→ **ENTRIES SUPPLIED**:
>> Begin

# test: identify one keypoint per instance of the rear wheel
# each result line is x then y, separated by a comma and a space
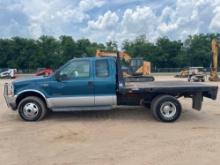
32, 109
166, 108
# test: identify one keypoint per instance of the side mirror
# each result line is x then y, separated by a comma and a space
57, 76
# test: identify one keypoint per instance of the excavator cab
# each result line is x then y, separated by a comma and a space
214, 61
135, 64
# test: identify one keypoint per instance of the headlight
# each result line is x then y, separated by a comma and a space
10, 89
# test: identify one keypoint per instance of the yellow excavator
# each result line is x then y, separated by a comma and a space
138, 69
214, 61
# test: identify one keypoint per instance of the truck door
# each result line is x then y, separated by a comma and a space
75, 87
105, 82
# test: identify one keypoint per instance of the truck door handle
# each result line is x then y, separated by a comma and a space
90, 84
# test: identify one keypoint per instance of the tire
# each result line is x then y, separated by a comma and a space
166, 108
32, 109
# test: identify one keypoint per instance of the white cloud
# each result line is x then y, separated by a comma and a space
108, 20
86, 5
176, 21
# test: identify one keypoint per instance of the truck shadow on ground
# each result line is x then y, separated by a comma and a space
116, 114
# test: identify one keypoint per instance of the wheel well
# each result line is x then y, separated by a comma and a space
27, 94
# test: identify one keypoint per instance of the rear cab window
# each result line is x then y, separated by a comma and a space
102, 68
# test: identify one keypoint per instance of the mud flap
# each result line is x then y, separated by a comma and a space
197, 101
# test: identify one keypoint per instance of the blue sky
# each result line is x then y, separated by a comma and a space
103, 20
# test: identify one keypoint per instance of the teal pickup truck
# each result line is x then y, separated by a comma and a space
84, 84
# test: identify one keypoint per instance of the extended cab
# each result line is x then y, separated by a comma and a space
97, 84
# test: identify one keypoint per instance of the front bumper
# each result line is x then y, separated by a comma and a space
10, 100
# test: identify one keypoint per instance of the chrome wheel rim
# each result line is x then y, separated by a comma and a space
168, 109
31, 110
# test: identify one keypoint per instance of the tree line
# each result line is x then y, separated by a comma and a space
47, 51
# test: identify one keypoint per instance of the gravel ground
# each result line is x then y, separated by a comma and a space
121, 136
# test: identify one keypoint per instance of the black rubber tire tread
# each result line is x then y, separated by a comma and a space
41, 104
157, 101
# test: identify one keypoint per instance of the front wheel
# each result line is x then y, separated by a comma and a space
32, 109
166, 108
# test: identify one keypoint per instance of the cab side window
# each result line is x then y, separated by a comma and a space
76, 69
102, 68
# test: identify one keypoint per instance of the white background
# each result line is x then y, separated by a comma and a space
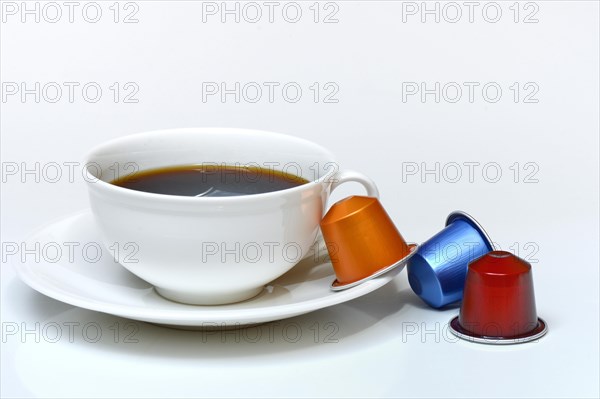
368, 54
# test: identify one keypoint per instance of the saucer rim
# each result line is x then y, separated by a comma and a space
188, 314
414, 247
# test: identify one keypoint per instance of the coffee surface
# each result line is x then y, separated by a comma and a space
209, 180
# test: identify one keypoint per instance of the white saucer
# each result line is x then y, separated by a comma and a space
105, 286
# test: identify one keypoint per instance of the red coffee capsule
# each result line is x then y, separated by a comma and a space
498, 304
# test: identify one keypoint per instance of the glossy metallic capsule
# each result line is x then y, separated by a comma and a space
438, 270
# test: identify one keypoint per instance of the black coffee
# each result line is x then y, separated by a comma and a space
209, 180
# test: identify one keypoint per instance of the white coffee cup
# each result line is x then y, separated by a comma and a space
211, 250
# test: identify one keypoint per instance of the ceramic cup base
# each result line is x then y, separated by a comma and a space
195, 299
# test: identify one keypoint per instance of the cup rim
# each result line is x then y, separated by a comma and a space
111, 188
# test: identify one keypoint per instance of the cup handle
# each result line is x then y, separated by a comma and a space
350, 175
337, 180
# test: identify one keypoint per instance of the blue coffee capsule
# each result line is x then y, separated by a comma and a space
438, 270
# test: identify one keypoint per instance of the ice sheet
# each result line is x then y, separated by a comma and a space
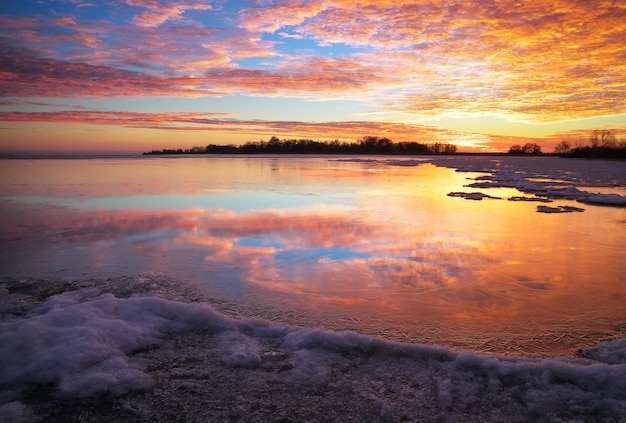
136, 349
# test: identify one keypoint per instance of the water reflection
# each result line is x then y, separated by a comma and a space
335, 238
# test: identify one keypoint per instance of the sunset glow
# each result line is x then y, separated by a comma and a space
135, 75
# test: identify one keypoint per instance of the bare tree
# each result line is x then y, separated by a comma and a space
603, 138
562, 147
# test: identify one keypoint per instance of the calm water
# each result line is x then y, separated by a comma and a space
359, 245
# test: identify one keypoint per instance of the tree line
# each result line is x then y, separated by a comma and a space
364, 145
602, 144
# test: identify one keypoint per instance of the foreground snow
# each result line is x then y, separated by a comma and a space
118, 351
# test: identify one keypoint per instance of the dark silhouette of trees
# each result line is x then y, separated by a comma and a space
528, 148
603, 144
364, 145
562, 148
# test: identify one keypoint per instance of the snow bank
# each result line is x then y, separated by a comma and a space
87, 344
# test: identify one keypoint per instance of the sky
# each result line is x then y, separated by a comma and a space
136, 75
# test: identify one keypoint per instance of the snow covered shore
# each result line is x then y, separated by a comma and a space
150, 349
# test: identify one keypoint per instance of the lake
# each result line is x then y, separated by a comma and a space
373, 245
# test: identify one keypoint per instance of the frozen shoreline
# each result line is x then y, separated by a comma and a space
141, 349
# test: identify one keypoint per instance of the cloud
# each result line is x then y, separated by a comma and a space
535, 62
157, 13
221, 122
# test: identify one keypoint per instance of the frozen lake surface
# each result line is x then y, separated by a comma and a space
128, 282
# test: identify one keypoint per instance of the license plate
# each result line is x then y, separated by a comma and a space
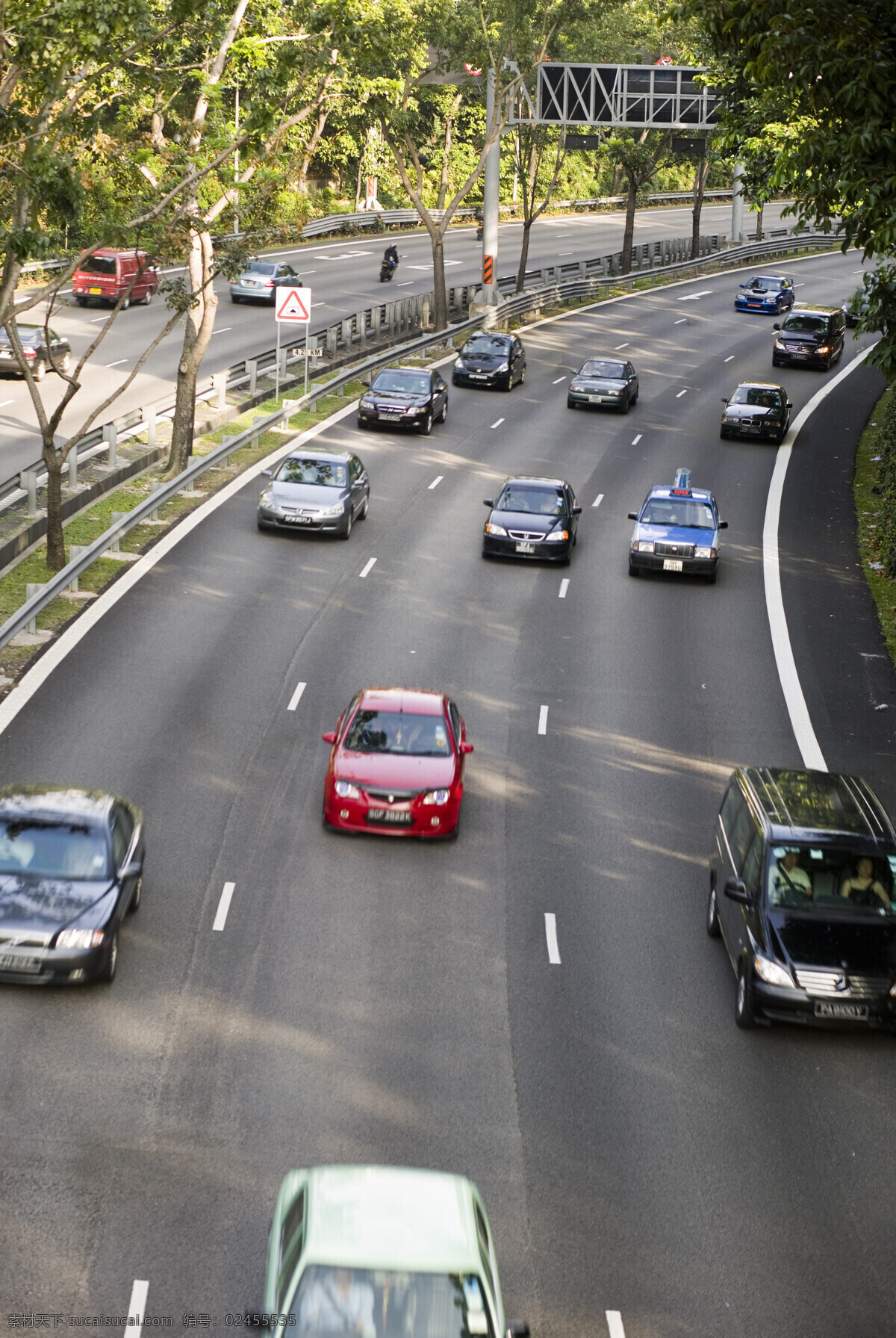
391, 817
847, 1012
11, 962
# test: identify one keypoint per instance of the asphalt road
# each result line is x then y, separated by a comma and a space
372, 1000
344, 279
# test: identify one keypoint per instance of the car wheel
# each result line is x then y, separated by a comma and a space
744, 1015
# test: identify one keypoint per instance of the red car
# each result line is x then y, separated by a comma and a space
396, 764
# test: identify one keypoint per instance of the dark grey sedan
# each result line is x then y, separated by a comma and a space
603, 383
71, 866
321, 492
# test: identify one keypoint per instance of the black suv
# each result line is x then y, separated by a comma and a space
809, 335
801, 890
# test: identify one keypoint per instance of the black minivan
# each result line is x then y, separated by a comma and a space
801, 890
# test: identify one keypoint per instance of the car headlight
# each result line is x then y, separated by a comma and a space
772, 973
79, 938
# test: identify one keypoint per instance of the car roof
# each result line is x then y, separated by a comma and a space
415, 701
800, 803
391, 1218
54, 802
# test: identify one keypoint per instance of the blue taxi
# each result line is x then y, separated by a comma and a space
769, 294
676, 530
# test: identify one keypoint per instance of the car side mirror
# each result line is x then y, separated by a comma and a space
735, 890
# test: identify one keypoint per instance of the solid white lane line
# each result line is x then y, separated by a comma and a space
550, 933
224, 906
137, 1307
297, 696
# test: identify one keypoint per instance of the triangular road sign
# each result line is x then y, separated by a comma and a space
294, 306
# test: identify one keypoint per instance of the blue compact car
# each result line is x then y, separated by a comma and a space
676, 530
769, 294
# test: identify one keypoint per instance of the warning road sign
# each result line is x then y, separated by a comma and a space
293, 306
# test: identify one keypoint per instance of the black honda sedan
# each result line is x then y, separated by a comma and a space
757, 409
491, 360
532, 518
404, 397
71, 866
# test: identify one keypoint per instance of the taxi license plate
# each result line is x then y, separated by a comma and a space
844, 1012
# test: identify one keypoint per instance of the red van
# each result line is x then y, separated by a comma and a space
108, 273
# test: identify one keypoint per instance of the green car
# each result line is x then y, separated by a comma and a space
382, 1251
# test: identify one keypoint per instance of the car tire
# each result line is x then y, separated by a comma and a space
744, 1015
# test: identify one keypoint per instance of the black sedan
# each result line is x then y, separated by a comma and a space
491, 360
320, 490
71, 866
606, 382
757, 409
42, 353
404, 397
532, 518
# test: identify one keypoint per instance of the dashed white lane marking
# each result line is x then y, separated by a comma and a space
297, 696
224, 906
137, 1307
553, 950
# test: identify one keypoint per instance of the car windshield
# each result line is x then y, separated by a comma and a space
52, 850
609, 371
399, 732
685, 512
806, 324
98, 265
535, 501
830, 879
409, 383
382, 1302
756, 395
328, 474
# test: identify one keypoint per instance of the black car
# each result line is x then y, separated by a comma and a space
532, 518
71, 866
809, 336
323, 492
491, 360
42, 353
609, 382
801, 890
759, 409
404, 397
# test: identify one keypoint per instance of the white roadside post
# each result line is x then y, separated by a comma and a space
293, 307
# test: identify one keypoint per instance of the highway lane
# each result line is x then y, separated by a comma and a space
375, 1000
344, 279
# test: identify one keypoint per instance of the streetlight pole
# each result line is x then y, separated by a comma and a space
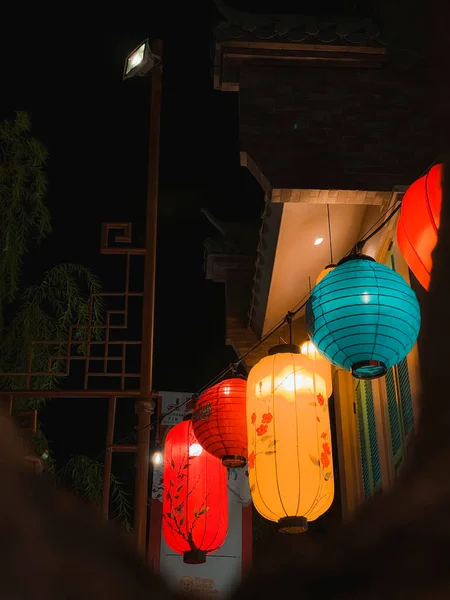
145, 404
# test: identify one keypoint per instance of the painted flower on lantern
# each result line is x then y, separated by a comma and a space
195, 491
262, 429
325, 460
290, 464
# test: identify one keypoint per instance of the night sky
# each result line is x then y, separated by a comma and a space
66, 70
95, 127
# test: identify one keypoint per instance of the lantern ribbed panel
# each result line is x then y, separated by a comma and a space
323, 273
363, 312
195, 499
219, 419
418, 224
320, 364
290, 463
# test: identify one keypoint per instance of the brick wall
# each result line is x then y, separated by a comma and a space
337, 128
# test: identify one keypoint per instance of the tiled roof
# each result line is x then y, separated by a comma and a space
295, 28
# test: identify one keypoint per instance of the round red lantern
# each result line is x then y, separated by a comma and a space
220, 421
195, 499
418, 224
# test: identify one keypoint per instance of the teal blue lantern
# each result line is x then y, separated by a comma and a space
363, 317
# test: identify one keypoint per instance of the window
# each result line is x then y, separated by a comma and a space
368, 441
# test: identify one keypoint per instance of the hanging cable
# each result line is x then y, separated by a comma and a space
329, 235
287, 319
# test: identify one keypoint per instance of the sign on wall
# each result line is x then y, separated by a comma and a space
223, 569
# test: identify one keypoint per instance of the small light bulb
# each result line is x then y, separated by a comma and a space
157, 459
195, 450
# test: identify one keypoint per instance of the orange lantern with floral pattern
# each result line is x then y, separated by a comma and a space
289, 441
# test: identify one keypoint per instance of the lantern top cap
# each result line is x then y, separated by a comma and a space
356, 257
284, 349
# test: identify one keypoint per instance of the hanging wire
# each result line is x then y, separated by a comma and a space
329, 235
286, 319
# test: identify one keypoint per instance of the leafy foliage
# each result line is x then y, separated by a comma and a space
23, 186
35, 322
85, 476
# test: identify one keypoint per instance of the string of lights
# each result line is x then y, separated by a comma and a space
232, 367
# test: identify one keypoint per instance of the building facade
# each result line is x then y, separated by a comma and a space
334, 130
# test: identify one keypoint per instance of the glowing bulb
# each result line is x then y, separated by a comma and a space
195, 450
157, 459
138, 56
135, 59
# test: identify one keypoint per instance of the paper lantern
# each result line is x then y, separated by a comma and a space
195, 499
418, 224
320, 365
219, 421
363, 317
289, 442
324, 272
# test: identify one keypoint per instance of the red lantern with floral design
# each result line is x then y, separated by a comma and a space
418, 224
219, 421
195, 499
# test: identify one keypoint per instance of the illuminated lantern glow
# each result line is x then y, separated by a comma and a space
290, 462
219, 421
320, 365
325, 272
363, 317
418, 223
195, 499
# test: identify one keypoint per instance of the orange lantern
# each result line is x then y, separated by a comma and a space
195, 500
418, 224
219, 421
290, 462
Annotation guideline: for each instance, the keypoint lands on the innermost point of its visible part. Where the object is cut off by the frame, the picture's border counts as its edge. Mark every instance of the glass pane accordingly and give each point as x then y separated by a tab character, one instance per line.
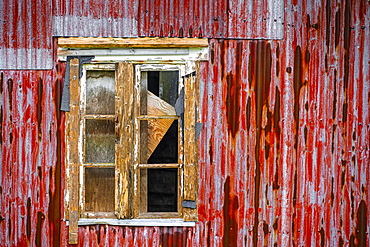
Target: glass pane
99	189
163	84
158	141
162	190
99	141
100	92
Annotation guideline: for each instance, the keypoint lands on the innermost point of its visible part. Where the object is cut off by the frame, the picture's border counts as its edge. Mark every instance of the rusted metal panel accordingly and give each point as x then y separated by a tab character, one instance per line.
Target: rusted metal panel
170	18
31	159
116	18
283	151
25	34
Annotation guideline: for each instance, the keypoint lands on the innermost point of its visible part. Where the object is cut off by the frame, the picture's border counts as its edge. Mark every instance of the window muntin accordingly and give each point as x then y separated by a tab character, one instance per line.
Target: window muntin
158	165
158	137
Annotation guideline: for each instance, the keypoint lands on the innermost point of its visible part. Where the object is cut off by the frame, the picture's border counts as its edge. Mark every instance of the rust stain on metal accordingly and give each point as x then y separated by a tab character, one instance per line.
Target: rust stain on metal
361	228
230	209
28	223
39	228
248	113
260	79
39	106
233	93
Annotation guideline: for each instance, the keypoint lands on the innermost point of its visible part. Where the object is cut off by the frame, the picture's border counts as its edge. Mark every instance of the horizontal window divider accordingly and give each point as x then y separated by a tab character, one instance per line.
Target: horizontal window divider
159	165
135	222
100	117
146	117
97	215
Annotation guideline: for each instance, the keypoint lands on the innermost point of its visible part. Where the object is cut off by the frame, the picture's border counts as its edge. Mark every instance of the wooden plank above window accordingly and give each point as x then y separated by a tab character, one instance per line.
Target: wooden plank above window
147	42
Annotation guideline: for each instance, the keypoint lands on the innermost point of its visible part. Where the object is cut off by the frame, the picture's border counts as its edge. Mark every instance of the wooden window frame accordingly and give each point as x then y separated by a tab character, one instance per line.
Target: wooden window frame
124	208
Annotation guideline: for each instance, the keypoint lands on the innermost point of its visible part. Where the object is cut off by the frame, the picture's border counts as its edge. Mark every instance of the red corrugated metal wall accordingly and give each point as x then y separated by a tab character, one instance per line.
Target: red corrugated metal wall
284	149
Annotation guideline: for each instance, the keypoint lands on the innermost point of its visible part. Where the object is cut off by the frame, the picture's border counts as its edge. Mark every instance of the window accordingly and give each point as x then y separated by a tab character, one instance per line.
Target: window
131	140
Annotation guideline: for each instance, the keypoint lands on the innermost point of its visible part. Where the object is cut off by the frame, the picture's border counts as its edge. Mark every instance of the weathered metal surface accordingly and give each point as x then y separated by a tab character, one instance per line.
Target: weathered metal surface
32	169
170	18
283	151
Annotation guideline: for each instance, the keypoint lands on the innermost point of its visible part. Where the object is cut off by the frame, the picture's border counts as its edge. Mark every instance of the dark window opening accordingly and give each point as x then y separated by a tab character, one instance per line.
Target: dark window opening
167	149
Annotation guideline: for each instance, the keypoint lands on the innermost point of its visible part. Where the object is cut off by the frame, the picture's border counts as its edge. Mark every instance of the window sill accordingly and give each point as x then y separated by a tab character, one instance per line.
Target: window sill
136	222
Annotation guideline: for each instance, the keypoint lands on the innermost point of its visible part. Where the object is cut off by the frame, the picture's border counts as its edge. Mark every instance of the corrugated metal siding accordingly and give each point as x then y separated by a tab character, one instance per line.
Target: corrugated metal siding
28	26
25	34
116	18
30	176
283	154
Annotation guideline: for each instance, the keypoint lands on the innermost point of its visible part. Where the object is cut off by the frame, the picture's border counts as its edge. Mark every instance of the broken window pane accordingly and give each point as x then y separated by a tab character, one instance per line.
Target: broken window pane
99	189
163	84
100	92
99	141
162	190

>> End

→ **WHAT IS NEEDED**: Reproduce everything above from the line containing "of the broken" down to the end of the listing, including both ends.

→ **COMPLETED EXERCISE**:
Annotation guideline: for each instance, the keypoint lands on the innermost point of its visible part. Where the object is cut off by the frame, the picture's border counts as its edge. Mark every instance of the broken window pane accordingly and give each point as x then y separated by a tab character, one instance per line.
Target: broken window pane
99	189
163	84
100	92
99	141
162	190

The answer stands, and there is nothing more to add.